▼

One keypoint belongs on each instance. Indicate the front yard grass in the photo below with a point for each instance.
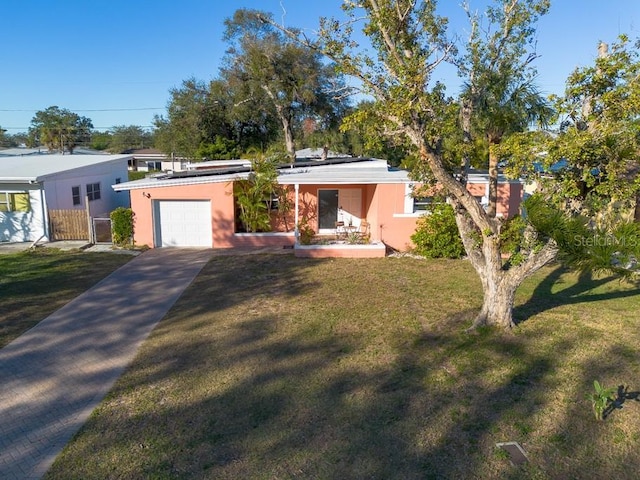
(36, 283)
(274, 367)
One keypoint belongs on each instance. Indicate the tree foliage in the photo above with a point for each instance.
(59, 129)
(278, 75)
(254, 195)
(437, 234)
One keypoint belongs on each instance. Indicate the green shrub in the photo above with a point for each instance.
(437, 234)
(122, 226)
(305, 232)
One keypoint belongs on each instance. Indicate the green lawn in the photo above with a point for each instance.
(272, 367)
(36, 283)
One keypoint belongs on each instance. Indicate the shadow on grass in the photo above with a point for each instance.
(267, 404)
(545, 298)
(254, 375)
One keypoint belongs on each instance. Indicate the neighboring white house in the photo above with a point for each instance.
(32, 185)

▲

Pull out all the rows above line by line, copying each one word for word with its points, and leave the picture out of your answer.

One keypoint belongs on each instance. Indicate the front yard grass in the photo below with a point for each instance.
(36, 283)
(274, 367)
One keypoint belongs on each instance. Indicate the tree foliage in the photo above with a point for each instance.
(59, 129)
(278, 75)
(254, 195)
(437, 234)
One keypoint belongs on each instance. Indicate the green shrub in the photo above with a point for each instance.
(437, 234)
(122, 226)
(305, 232)
One keypoint belongs on each instance. Indicate the green lawn in the photo above with a point for each instance.
(272, 367)
(36, 283)
One keypoint belongs on each instance. Indicate the shadow on grass in the photo above with a point for each instance.
(267, 404)
(545, 298)
(254, 375)
One keypoint belongs on each instance. Indicate the neighboring white house in the photo above with a point for each instance.
(32, 185)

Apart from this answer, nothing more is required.